**DOCUMENT SECTION:**
══════

Our specific contributions of this paper are summarized as follows:

• Taking multiple eavesdroppers into consideration, we investigate physical layer security in cooperative MISO-NOMA networks. We first derive an accurate closed form expression for SOP. Then, we transform the objective function in the SRM problem under certain SOP into a strictly concave function through strict mathematical proofs.
• Different from the work of [21] in which only one user was served by Alice, in this paper, we investigate cooperative secure transmission in NOMA networks where a source (Alice) intends to transmit confidential messages to one legitimate user with high-level security requirement (LU1), and serve another normal one (LU2) simultaneously. In particular, we consider the upper bound of the power Alice allocates to LU2 to guarantee the QoS constraint at LU2. In addition, we have made a comprehensive discussion and developed an adaptive approach based on different cases to obtain the optimal power allocation factor for solving the SRM problem under certain SOP.
• Numerical results are provided to verify that the proposed scheme enables dynamic transmission. Both the effectiveness and flexibility of our scheme in achieving higher secrecy performance and effective EE have also been demonstrated.

The rest of this paper is organized as follows. The system model and problem formulation is described in Section 2. The proposed scheme is presented in Section 3. Numerical results are provided in Section 4. Finally, the paper is concluded in Section 5.

Notations: Boldface upper and lower cases denote matrices and vectors, respectively. ${\mathbf{I}}_N$ represents $N\times N$ identity matrix. ${\mathbb{C}}^n$ denotes the n-dimensional complex space and circularly symmetric complex Gaussian random vector submits to $\mathcal{CN}(\mu ,\mathsf{\Lambda })$, with mean $\mu$ and covariance matrix $\mathsf{\Lambda }$. null(X) is the null space of X. Subscripts ${[·]}^{+}$ stands for max-function max$(·,0)$. $\mathbf{Pr}(·)$ is the probability measure. Exponential distribution with parameter $\lambda$ and Gamma distribution with shape parameter $\alpha$ and rate parameter $\beta$ is denoted as $\mathrm{Exp}\left(\lambda \right)$ and $\mathsf{\Gamma }(\alpha ,\beta )$, respectively.

2. System Model and Problem Formulation

2.1. System Model

A MISO-NOMA wireless network is considered as shown in Figure 1, in which the source (Alice) intends to serve two single-antenna legitimate users (e.g., LU1 and LU2) in the presence of non-colluding single-antenna eavesdroppers (Eves). Meanwhile, a cooperative jammer (Charlie) is employed to enhance the secrecy performance of the system. Alice and Charlie are assumed to be equipped with $N_a$ and $N_c$ ($N_c>2$) antennas, respectively. In addition, the set of Eves is defined as $\mathcal{M}\triangleq \{1,\dots ,M\}$.

══════

**LISTING:**
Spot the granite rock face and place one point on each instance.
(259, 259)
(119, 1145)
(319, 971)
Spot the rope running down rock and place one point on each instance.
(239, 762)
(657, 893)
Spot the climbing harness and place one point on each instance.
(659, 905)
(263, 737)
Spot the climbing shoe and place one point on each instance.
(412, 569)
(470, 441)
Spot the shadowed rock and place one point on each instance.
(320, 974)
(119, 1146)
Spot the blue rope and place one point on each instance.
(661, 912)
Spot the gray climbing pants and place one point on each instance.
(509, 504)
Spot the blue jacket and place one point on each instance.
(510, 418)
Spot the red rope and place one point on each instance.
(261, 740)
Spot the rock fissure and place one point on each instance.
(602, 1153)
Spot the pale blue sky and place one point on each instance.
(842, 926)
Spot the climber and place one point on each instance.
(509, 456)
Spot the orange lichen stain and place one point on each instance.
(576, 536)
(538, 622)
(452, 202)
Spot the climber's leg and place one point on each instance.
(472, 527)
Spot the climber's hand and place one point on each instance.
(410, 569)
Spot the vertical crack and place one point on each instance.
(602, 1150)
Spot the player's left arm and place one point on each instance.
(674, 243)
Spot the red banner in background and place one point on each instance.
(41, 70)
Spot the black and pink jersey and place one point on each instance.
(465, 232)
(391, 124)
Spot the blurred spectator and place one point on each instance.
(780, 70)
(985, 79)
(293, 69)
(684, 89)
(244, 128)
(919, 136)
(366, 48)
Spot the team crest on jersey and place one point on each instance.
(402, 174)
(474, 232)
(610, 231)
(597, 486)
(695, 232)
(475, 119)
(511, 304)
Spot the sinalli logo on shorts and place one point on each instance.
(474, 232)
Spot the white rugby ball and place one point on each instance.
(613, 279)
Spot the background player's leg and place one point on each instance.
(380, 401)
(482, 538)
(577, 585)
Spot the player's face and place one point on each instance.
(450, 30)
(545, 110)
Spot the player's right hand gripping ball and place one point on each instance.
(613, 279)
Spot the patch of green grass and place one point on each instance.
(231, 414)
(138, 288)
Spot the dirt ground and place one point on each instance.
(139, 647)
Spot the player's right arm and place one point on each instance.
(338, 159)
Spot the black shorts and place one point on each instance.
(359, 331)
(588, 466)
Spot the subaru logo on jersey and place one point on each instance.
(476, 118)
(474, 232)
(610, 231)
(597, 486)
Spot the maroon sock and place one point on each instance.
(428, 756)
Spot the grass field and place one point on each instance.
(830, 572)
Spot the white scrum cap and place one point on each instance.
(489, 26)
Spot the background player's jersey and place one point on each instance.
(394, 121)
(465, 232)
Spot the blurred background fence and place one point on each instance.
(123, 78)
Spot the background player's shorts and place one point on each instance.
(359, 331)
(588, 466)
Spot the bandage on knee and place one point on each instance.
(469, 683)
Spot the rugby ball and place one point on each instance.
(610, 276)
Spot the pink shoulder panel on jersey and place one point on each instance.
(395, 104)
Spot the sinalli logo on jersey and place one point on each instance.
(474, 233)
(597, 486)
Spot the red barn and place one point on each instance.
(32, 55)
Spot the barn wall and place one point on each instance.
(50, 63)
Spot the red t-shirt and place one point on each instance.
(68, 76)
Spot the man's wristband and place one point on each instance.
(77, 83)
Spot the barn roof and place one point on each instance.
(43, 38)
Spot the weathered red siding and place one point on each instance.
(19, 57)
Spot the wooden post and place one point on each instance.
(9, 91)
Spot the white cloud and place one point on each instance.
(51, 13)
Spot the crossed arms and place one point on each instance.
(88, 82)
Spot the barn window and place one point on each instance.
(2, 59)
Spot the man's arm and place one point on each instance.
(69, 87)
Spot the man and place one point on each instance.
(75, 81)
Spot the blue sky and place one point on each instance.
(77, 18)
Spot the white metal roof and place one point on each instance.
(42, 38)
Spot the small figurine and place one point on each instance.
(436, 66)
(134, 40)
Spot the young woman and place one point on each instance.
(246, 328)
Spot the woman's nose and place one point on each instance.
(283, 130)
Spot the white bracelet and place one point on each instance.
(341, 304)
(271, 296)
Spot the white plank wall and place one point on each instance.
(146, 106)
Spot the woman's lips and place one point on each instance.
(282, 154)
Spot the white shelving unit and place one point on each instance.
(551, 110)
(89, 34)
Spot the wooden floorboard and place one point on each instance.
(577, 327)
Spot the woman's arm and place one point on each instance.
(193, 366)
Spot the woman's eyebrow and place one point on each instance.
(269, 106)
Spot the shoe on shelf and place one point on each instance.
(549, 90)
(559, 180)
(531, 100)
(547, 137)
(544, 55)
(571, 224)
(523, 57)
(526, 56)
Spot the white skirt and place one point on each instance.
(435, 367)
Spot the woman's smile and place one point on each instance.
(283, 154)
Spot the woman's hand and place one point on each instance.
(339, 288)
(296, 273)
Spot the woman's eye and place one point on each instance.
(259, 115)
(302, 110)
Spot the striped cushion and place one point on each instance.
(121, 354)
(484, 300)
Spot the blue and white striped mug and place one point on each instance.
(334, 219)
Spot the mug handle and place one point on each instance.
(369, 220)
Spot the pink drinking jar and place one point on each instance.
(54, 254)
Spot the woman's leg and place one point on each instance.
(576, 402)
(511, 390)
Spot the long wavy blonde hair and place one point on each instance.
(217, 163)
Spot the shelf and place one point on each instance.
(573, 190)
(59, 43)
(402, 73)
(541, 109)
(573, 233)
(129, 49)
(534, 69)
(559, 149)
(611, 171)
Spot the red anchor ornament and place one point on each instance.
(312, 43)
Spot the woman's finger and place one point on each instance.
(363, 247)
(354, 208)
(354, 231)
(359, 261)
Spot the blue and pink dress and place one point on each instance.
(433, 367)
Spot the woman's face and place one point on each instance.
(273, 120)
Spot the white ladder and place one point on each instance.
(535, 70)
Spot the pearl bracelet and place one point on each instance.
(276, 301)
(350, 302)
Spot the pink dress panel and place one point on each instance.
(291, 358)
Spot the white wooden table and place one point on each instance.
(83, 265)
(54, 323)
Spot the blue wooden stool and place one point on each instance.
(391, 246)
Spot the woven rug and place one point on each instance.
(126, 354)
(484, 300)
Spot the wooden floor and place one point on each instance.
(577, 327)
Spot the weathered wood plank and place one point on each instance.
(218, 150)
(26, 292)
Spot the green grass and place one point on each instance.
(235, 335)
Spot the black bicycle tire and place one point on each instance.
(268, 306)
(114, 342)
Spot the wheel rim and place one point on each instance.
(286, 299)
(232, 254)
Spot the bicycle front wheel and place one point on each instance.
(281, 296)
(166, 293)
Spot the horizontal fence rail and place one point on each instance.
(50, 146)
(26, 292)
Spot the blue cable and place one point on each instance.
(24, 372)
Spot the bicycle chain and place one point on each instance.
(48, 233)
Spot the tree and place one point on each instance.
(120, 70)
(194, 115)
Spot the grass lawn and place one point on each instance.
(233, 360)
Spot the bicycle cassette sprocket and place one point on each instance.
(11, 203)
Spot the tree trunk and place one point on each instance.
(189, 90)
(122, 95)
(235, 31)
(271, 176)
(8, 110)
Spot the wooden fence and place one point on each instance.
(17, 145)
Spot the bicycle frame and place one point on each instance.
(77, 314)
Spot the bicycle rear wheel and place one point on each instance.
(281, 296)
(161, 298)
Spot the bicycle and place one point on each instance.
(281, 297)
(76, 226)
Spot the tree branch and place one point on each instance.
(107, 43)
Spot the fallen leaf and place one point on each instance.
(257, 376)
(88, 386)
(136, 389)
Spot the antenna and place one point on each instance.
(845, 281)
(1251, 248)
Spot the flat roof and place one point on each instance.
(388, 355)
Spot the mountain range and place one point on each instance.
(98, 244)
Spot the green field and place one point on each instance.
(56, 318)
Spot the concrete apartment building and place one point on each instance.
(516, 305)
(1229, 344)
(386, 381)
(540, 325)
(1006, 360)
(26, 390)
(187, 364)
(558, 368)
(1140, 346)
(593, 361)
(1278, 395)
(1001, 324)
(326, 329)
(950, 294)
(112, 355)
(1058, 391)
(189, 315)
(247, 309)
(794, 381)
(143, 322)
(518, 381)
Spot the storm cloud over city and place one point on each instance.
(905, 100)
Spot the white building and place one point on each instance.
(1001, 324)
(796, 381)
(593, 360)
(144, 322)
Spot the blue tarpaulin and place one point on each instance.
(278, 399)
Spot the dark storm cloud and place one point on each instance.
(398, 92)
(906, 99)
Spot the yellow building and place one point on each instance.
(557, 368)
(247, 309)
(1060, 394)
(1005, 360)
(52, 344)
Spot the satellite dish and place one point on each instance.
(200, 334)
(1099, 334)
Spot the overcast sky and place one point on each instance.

══════

**DIRECTIONS:**
A – Answer these questions using the excerpt on secure NOMA networks, with each answer on its own line and marked the same way:
(i) Which section gives the numerical results?
(ii) What does null(X) stand for?
(iii) What name is given to the cooperative jammer?
B – Say whether each statement agrees with the excerpt on secure NOMA networks. Answer yes or no, and quote the words that decide it:
(i) In the work of [21], Alice served only one user.
(ii) The eavesdroppers are assumed to work together.
(iii) The paper ends in Section 5.
C – From the excerpt on secure NOMA networks, extract the part that opens with the words containing "The rest of" and closes with "in Section 5.".
The items are separate material and don't relate to the excerpt on secure NOMA networks.

**RESULTS FOR THE EXERCISE:**
A –
(i) Section 4.
(ii) The null space of X.
(iii) Charlie.

B –
(i) Yes: "Different from the work of [21] in which only one user was served by Alice"
(ii) No: "in the presence of non-colluding single-antenna eavesdroppers (Eves)"
(iii) Yes: "Finally, the paper is concluded in Section 5."

C –
The rest of this paper is organized as follows. The system model and problem formulation is described in Section 2. The proposed scheme is presented in Section 3. Numerical results are provided in Section 4. Finally, the paper is concluded in Section 5.